- WHAT IS BEING ASKED -
Copy out, line for line and unchanged, the part of the material below that opens with the line containing "Objective — one point per instance of the concrete pavement" and closes with the line containing "[[425, 126], [237, 347], [718, 259], [531, 78], [669, 118]]", both of those lines included.
+++ DATA FOR THIS TASK +++
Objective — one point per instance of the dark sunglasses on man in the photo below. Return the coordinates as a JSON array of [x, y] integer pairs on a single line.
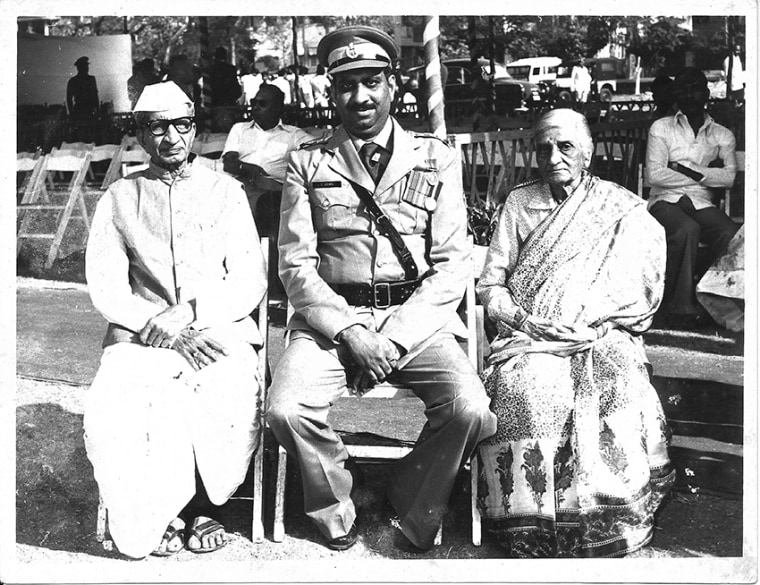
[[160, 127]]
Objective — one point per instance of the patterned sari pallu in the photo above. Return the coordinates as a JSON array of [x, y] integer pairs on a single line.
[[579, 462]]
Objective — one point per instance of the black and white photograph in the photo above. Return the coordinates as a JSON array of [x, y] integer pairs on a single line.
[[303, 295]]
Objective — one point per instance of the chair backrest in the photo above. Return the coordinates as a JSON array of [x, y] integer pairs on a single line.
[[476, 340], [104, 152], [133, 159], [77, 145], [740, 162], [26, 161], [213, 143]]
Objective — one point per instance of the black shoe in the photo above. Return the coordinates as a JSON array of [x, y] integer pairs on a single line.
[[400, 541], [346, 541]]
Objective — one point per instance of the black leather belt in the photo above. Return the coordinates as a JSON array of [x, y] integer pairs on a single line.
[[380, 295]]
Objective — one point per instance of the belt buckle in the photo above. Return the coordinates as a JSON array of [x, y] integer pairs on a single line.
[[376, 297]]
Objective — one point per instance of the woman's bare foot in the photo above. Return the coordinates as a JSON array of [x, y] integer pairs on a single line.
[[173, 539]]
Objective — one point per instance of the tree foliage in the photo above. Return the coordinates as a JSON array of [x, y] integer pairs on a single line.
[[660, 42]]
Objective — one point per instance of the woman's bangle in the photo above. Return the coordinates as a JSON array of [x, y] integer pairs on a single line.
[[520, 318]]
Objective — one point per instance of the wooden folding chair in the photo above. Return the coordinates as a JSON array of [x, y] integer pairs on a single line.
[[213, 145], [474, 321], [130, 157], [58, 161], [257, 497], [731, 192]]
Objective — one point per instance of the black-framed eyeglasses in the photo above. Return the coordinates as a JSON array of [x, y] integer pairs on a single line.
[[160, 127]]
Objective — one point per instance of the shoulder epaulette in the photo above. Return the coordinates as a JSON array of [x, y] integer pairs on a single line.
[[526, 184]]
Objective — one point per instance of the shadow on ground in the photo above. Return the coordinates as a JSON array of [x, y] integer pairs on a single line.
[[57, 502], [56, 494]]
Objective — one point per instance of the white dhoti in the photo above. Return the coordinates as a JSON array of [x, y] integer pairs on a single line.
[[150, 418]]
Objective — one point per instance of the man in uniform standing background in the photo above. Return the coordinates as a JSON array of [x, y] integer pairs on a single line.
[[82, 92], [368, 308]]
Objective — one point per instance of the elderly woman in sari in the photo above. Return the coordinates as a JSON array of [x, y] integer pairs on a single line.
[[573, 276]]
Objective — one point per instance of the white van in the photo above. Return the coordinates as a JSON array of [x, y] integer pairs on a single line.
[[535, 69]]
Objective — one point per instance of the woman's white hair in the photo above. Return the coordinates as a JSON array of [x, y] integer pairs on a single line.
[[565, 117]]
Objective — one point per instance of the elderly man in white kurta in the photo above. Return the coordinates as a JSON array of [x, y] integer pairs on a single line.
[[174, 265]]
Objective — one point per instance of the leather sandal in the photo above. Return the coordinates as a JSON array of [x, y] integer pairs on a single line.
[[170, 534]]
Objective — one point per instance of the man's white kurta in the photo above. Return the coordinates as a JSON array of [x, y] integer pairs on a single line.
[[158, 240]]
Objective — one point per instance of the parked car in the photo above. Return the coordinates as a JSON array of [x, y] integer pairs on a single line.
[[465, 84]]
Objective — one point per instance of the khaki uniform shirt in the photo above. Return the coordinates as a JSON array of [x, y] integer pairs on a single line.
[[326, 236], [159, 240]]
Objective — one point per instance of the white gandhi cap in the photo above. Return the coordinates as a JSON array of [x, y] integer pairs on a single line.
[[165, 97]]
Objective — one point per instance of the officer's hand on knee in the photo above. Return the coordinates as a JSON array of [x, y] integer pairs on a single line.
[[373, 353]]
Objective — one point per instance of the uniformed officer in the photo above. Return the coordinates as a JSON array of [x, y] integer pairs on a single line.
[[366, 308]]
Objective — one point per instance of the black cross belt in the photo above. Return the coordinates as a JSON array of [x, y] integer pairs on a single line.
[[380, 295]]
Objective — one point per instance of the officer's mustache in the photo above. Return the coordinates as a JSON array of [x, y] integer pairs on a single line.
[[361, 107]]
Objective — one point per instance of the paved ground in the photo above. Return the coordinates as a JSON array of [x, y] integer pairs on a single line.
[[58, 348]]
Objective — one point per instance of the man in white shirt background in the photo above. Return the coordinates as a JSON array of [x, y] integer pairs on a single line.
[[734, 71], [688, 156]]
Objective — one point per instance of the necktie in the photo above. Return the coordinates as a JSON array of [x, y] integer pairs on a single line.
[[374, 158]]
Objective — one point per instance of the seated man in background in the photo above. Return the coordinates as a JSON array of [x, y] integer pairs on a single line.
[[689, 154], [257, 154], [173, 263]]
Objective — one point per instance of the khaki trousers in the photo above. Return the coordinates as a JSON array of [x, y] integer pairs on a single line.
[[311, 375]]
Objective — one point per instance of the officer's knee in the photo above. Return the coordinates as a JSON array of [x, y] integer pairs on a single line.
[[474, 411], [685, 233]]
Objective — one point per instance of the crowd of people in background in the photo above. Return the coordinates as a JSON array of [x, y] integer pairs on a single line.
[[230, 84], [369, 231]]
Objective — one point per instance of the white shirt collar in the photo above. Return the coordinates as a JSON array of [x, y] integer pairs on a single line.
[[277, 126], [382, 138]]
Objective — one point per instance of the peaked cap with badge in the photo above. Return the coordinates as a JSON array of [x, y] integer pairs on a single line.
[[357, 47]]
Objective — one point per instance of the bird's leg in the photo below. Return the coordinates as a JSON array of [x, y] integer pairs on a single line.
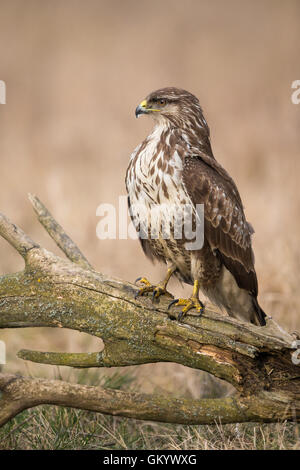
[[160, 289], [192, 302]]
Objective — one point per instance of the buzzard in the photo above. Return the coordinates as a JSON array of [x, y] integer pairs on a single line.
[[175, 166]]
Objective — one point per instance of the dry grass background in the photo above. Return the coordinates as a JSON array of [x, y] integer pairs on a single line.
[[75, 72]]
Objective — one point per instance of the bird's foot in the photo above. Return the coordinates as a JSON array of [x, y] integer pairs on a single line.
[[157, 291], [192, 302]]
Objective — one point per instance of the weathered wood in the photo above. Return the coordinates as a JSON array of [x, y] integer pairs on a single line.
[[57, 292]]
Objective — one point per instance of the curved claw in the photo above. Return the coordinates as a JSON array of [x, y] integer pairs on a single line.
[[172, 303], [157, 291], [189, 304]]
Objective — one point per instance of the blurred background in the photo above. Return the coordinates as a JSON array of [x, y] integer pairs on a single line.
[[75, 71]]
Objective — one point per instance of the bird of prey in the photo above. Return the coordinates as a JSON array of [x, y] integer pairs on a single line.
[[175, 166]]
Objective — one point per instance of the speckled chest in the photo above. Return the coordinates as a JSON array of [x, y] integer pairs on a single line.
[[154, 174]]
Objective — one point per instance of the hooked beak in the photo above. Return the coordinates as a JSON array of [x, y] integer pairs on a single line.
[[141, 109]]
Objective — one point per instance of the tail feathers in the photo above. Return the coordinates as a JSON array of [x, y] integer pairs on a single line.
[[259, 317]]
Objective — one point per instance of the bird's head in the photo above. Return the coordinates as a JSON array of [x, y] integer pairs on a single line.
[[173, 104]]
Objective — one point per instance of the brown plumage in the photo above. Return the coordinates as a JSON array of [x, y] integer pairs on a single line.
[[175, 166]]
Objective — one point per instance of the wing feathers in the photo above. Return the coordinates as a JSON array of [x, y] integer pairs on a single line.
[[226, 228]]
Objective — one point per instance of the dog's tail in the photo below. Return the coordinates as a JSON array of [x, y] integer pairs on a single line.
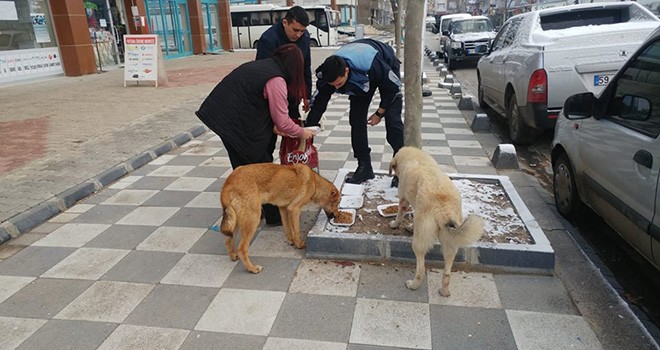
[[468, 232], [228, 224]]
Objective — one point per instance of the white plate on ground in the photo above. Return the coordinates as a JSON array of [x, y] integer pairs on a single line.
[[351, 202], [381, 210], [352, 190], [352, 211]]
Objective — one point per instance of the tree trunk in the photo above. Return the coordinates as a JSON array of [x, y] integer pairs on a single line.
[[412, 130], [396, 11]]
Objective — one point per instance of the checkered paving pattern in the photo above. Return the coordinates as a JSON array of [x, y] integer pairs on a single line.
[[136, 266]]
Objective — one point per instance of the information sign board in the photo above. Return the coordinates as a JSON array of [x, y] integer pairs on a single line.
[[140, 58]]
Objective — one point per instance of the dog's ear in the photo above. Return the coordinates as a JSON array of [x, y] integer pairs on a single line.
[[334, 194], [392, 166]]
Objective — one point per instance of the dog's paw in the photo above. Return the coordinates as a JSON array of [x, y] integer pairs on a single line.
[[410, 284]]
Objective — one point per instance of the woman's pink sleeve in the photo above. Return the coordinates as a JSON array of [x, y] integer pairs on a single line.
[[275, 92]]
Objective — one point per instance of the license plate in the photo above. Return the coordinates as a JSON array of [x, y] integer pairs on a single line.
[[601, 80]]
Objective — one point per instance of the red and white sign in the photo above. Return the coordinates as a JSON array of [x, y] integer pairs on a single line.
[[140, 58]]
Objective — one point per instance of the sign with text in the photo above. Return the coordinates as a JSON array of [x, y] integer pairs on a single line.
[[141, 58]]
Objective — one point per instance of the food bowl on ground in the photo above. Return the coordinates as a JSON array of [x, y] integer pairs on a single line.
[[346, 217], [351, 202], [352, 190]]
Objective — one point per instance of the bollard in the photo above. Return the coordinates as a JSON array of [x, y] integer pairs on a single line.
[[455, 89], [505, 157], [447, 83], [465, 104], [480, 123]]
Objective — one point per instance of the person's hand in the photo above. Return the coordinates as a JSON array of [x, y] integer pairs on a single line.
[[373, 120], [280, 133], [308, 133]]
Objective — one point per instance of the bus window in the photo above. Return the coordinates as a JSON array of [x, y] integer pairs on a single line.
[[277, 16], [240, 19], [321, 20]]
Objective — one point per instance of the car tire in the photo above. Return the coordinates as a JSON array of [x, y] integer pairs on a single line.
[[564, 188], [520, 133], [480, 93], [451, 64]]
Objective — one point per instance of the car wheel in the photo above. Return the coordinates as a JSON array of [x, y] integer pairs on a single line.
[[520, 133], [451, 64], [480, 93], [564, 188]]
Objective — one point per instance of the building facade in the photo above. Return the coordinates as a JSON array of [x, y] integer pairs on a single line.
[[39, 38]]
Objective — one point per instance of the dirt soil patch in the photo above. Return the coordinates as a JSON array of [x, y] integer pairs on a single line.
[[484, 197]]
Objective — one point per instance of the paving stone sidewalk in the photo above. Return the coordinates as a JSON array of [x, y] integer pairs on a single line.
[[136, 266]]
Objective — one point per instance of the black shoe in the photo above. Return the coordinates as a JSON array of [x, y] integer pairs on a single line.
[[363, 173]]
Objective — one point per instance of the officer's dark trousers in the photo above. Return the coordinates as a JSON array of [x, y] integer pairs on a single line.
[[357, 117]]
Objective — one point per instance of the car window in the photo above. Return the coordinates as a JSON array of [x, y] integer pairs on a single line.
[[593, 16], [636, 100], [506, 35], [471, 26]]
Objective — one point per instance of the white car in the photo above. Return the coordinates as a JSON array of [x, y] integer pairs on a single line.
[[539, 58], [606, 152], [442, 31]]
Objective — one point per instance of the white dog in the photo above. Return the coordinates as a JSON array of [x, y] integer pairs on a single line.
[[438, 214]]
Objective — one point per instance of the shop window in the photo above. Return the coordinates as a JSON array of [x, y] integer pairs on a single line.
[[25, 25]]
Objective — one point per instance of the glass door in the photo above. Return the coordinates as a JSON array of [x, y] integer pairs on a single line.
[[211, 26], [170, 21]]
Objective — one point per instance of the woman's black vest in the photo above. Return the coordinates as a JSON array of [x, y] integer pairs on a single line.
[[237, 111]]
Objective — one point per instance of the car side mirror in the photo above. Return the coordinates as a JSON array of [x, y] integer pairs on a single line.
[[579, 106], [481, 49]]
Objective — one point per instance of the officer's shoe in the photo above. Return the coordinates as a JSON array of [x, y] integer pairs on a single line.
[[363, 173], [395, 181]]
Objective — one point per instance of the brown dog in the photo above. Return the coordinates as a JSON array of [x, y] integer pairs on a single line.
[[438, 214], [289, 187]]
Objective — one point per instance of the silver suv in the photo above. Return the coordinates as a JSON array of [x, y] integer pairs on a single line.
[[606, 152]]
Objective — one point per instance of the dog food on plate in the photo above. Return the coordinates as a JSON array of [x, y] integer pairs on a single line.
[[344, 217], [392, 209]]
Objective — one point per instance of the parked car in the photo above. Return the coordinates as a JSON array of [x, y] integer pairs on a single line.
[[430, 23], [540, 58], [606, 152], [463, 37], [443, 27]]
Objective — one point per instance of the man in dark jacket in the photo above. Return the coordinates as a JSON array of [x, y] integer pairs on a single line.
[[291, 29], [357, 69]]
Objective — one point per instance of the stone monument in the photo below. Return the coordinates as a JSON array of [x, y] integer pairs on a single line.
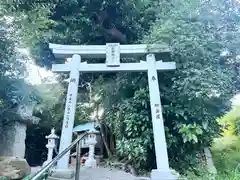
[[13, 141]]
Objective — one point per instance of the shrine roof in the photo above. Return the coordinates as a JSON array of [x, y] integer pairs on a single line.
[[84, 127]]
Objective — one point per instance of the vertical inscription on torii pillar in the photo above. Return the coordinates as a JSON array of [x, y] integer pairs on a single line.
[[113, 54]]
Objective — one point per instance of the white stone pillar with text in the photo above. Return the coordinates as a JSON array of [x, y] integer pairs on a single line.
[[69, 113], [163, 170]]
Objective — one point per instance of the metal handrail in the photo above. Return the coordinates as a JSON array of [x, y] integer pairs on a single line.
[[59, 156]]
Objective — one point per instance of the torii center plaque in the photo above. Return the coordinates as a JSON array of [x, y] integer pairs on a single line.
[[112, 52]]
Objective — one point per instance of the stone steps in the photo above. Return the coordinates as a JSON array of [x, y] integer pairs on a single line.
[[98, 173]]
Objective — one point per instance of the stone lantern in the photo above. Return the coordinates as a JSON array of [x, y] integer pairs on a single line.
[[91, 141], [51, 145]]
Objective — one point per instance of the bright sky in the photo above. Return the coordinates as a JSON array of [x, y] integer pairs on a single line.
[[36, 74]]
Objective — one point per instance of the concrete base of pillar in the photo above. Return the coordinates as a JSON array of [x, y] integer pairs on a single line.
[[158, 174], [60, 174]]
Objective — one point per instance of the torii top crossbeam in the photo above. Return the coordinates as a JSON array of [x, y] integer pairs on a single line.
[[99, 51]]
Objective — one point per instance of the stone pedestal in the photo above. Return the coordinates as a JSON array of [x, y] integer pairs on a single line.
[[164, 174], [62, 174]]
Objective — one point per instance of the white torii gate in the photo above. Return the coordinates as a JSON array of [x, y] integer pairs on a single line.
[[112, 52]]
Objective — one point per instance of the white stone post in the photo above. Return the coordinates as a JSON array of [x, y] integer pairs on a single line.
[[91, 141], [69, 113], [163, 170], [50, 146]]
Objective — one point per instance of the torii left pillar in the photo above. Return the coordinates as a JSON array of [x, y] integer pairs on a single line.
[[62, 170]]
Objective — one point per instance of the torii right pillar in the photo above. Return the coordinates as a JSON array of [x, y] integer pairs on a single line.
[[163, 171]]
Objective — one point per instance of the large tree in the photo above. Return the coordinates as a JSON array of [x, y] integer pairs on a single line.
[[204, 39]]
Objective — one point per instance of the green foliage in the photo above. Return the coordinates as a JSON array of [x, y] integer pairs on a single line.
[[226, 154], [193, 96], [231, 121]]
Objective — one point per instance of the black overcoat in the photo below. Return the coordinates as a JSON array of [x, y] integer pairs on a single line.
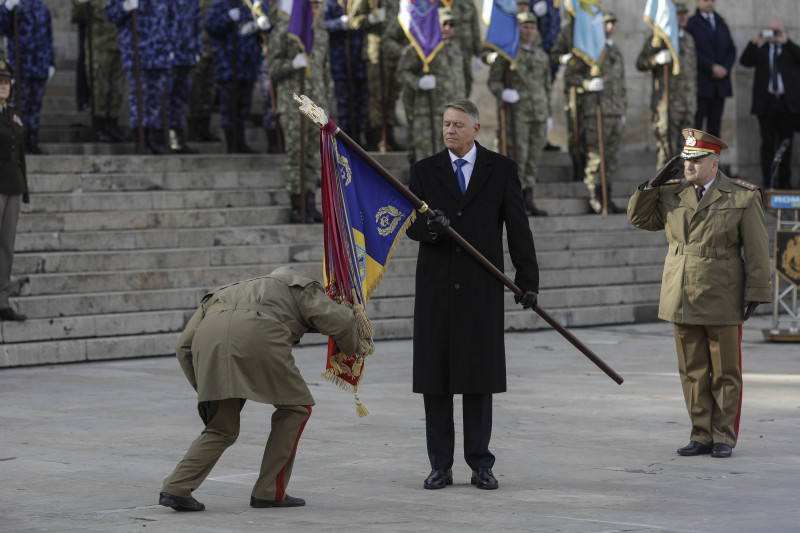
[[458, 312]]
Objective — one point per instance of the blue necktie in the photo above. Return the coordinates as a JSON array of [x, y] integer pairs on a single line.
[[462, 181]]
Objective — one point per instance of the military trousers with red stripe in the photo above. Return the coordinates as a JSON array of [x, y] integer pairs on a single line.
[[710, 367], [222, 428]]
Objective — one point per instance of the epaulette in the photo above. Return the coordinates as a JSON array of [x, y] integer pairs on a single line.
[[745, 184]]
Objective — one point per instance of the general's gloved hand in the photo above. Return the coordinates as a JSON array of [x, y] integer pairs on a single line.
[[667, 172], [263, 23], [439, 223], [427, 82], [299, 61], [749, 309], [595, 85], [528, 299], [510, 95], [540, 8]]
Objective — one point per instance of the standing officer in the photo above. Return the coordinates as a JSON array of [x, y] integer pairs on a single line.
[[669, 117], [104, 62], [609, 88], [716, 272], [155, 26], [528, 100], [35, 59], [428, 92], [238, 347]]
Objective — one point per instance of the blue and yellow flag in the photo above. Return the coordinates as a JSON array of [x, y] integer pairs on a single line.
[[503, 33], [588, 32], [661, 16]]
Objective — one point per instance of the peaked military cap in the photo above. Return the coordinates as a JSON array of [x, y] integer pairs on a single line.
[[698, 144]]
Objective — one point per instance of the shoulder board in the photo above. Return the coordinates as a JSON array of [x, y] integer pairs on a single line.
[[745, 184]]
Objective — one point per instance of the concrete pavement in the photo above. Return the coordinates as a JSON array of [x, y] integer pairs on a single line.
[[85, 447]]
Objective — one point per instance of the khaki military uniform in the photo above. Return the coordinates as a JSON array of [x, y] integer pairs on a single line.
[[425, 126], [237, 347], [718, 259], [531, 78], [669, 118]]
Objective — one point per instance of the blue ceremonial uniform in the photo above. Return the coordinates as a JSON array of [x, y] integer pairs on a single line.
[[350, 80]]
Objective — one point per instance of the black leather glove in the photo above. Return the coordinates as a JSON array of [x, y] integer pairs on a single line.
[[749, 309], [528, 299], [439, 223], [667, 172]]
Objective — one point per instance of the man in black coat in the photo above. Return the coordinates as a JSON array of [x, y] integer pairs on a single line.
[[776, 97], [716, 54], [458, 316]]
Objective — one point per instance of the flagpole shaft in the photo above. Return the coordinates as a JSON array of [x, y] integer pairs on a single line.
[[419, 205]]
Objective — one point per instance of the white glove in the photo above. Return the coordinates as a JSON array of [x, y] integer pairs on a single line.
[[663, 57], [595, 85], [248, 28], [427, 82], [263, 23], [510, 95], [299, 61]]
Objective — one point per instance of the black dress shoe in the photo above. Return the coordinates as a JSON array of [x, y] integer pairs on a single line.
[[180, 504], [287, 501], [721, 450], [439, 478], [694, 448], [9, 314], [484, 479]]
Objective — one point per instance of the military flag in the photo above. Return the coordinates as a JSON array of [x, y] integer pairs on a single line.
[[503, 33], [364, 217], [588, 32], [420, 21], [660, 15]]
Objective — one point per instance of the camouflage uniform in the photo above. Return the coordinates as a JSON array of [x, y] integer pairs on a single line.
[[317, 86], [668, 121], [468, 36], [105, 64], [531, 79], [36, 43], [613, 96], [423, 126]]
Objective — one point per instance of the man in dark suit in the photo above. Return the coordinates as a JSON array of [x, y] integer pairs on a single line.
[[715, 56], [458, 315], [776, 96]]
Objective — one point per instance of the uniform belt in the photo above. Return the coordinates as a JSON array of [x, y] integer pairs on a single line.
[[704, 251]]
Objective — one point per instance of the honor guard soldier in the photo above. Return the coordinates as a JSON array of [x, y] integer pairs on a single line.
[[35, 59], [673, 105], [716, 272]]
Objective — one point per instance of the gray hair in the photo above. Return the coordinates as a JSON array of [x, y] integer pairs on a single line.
+++
- EXPECTED OUTPUT -
Objective — one point per instance of the concrete pavement in the photo above. Return the coordinates as a JSON array of [x, y] integer pairs on a single line.
[[85, 447]]
Objective — one point per instance of the khaki military uniform in the photo above. Return the coordinates as a JSON array of [x, y] integer pairs on a single line.
[[425, 126], [237, 347], [718, 259], [531, 78], [669, 118]]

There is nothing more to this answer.